-- start of Text shown --

More than 2000 amphibians carried to safety so far

Exactly 2,221 frogs, toads and newts have been brought safely to their spawning grounds by activists of the Susy Utzinger Animal Welfare Foundation in the past days and nights.

Frogs, toads and newts who have hibernated on land are now emerging from the torpor and making their way to their spawning grounds by the thousands. Especially on rainy nights, drivers must be prepared for four-legged passers-by on the road near the water. Every springtime, countless amphibians migrate to their spawning grounds: With high humidity and temperatures above 5 degrees, toads and frogs migrate all night long towards their spawning waters. From about 7 p.m. until 7 a.m. every year, around 5 million amphibians start their honeymoon. On these spring migrations, the animals travel between several hundred meters up to several kilometers. However, many hundreds of thousands of them have to pay for their great journey with their lives: The animals, which are usually on the streets in masses, are equally overrun and killed in masses by cars. Every year, late in the evening and early in the morning, many helpers of the Susy Utzinger Animal Welfare Foundation collect grass frogs, toads and newts from amphibian fences and bring them to their spawning grounds. Despite safety measures, many amphibians enter the roads every year and are dependent on the behaviour of every single car driver.

-- end of Text shown --
-- start of Supplied records --

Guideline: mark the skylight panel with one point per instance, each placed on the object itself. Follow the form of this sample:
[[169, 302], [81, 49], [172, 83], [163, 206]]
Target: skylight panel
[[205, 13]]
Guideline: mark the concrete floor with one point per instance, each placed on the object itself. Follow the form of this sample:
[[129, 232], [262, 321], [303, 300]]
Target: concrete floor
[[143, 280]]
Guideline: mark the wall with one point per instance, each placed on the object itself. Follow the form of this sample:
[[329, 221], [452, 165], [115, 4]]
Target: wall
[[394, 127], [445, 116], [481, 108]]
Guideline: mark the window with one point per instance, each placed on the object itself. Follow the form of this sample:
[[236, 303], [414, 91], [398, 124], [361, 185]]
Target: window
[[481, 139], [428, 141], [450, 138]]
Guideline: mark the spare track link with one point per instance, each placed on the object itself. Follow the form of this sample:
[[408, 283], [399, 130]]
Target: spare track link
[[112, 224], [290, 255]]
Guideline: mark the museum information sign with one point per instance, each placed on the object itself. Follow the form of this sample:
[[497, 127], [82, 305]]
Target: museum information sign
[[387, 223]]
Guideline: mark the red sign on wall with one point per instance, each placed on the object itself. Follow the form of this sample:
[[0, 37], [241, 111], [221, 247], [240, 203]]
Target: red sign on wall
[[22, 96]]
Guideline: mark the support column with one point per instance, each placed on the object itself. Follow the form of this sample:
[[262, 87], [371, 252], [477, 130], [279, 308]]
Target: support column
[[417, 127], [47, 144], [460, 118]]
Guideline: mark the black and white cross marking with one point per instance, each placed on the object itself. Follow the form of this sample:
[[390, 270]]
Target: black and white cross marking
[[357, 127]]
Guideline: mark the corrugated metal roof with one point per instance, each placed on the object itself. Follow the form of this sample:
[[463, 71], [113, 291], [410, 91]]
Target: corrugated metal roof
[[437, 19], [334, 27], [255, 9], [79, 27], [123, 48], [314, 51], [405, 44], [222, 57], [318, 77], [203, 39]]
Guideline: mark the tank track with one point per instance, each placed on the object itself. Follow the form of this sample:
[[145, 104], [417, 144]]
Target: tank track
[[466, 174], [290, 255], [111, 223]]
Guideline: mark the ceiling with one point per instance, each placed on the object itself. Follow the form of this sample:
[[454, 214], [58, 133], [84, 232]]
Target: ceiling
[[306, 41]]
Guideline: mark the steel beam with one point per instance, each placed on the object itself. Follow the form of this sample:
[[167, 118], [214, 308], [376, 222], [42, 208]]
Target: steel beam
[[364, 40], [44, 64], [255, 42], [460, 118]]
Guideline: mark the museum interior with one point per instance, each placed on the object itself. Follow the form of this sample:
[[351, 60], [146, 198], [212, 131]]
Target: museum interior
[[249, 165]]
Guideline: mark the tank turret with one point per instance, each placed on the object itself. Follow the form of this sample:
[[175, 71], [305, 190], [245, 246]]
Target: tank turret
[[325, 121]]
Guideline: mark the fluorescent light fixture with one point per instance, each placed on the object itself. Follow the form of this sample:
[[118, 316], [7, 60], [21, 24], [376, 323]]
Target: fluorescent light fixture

-- end of Supplied records --

[Objective A]:
According to the text about the amphibian migration, how many frogs, toads and newts have foundation activists brought to their spawning grounds in the past days and nights?
[Objective B]:
Pick up the text about the amphibian migration after its last sentence and keep it going.
The rows have no connection to the text about the amphibian migration.

[Exercise result A]:
Exactly 2,221.

[Exercise result B]:
At the time of amphibian migrations, each and every one of us can be considerate and and save countless lives without much effort:

1. Watch out for signs: In the evening hours and at night, try to avoid driving on roads marked with the famous frog warning triangle.
2. Drive slowly: Even if the animals are not caught directly by the wheels, they will still generally suffer fatal injuries at a speed of over 40 km/h due to the negative pressure. If no bypass is possible, pass the concerned road at a greatly reduced speed.
3. Get active: Get in touch with the responsible municipality if you have observed a migration route that is not yet protected from traffic, and have seen numerous animals that have been run over! Report your observations and ask whether measures are already planned.
4. Become a frog taxi: Every year hundreds of thousands of amphibians are safely carried across the streets of Switzerland by animal lovers, students and other hard-working helpers.

Volunteers wanted
Every year, more than 160,000 amphibians are carried safely across the road to spawning grounds by volunteers at around 200 locations in Switzerland. Helping hands are still needed for various amphibian crossings. The volunteers carry the animals in buckets across the road. The patrolling usually takes place at dawn and sometimes also in the evening after dusk. Depending on the weather conditions in spring, these amphibian crossings are looked after for several weeks.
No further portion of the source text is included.